### SET TASK
Rewrite the listing with "rough" replaced by "uneven" and everything else left unchanged.

### WORKING DATA

---*---

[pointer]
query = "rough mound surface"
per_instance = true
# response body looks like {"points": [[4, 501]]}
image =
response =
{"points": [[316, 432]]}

---*---

### THE RESULT
[pointer]
query = "uneven mound surface"
per_instance = true
# response body looks like {"points": [[4, 501]]}
image =
response =
{"points": [[316, 432]]}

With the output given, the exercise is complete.